| Information given |
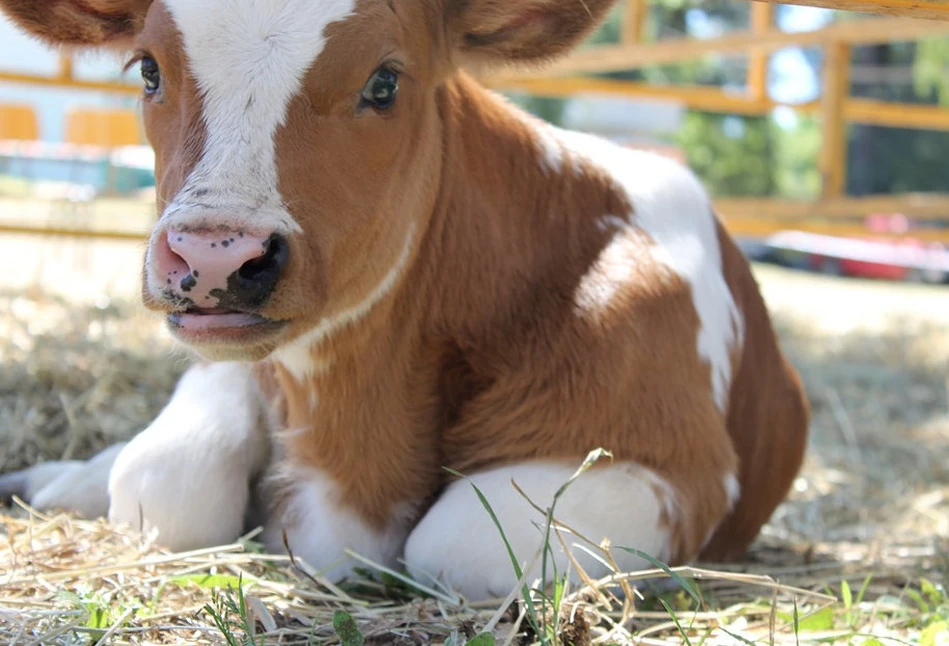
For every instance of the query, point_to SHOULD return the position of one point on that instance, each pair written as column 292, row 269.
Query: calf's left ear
column 520, row 31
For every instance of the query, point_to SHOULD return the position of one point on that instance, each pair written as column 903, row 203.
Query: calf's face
column 299, row 143
column 296, row 157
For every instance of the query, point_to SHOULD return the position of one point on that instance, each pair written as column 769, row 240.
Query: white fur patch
column 671, row 206
column 319, row 530
column 249, row 58
column 187, row 476
column 297, row 356
column 733, row 489
column 78, row 487
column 458, row 543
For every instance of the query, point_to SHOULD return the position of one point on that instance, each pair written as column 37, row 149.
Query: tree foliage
column 758, row 156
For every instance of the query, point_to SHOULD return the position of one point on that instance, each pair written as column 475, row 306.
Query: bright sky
column 792, row 79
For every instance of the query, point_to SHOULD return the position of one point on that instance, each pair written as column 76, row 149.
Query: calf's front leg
column 188, row 476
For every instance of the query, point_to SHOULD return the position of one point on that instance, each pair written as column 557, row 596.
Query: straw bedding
column 870, row 506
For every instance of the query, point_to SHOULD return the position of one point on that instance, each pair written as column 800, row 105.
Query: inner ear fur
column 79, row 23
column 521, row 31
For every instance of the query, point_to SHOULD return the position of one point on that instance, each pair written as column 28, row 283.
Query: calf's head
column 299, row 143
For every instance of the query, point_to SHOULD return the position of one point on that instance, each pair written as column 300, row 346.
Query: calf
column 391, row 270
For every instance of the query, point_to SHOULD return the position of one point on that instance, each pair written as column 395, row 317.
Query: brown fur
column 482, row 354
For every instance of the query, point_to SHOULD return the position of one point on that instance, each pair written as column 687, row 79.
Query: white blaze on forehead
column 249, row 58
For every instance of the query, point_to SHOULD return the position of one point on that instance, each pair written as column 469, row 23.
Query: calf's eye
column 151, row 76
column 382, row 88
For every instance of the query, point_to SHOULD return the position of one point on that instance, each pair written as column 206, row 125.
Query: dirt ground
column 82, row 365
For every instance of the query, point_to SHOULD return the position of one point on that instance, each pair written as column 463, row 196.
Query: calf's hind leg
column 458, row 543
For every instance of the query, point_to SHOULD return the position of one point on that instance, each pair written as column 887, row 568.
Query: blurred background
column 823, row 135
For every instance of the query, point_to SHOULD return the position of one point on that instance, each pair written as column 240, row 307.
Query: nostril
column 268, row 266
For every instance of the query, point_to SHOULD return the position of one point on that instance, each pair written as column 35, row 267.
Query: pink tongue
column 214, row 321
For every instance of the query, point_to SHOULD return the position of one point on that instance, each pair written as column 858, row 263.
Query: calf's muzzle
column 220, row 268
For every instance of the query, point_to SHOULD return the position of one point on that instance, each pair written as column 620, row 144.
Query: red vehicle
column 884, row 253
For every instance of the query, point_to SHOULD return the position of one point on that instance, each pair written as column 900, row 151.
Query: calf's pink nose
column 220, row 268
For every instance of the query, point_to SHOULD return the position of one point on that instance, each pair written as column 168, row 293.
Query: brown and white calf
column 391, row 270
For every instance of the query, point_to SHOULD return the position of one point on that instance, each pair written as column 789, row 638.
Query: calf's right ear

| What to do |
Print the lines from the one containing "463, row 196." to the one containing "column 268, row 266", both included, copying each character unchanged.

| Output for this exercise |
For every instance of the query, point_to SHOULD return the position of one point on that instance, each pair written as column 463, row 196.
Query: calf's hind leg
column 458, row 543
For every instance of the query, point_to SHOULD return the position of one point on that instance, each pair written as column 887, row 568.
Query: blurred background
column 823, row 135
For every instance of the query, point_to SHOULD return the position of one point on that instance, each pair written as column 240, row 307.
Query: nostril
column 268, row 266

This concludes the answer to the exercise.